Each record below should be output verbatim, without pictures.

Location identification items
********
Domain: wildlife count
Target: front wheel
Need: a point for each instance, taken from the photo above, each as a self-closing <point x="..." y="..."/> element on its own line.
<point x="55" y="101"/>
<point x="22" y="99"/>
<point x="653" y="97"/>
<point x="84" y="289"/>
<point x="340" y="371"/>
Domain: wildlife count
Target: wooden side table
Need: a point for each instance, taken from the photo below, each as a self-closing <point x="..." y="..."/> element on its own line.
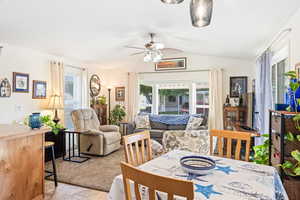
<point x="72" y="153"/>
<point x="124" y="126"/>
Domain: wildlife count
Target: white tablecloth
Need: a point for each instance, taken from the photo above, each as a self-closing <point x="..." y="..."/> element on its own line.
<point x="231" y="179"/>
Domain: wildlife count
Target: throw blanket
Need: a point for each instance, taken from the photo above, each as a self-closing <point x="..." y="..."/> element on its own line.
<point x="171" y="119"/>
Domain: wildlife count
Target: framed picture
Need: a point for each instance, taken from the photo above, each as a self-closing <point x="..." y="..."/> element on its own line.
<point x="171" y="64"/>
<point x="297" y="69"/>
<point x="5" y="88"/>
<point x="238" y="86"/>
<point x="20" y="82"/>
<point x="120" y="93"/>
<point x="39" y="89"/>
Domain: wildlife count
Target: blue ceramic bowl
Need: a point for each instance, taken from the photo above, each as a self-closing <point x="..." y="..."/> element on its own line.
<point x="197" y="164"/>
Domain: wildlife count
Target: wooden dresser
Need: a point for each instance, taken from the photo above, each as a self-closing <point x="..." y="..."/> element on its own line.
<point x="21" y="162"/>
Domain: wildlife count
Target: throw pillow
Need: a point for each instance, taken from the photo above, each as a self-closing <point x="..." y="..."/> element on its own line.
<point x="194" y="123"/>
<point x="142" y="122"/>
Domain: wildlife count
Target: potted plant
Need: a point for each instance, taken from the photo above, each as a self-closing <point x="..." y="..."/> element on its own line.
<point x="117" y="114"/>
<point x="261" y="152"/>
********
**TASK ANSWER:**
Domain: wildlife count
Target: front wheel
Need: a point for each instance, taken from the photo above, each as a self-closing <point x="..." y="..."/> element on its own line.
<point x="55" y="101"/>
<point x="22" y="99"/>
<point x="653" y="97"/>
<point x="84" y="289"/>
<point x="340" y="371"/>
Domain: wildlife count
Target: wooden side table
Need: a point for each instance, taken from the photo below, each as a self-closing <point x="..." y="..."/> element on its own line.
<point x="72" y="153"/>
<point x="124" y="126"/>
Domain: wildlife count
Target: white tablecloth
Need: a point for each instance, taken from the photo above, each as a self-closing <point x="..." y="..."/> element on its own line.
<point x="231" y="179"/>
Domain: wildlife count
Target: throw blanket
Need: a point for each instance, taken from the photo above, each as a self-closing <point x="..." y="..."/> element on its own line.
<point x="171" y="119"/>
Domain: wildlife count
Target: framed picture
Need: a point for each instance, taken from the photo above, each as a self-closing <point x="..." y="..."/> element on its own line.
<point x="171" y="64"/>
<point x="297" y="69"/>
<point x="5" y="88"/>
<point x="238" y="86"/>
<point x="20" y="82"/>
<point x="120" y="93"/>
<point x="39" y="89"/>
Domain: wildlife count
Target: blue ceramic bowl
Need: a point for each instance, taken from the photo above, each as a self-closing <point x="..." y="..."/> element on its own line.
<point x="197" y="164"/>
Domain: wildlife count
Target: wooden dresser
Need: a point for each instance, taken from the photo above, each as a self-closing <point x="..." y="..."/> element on its own line.
<point x="21" y="162"/>
Domain: wildlife count
Target: throw pillow
Need: a point for each instance, taken from the photo above, each as a self-closing <point x="..." y="..."/> element on its own line.
<point x="194" y="123"/>
<point x="142" y="122"/>
Domain: wildlife count
Target: potted plant
Need: a point for each instance, taken from the photo above, each as a self-closing <point x="..." y="..."/> element on its own line.
<point x="117" y="114"/>
<point x="261" y="152"/>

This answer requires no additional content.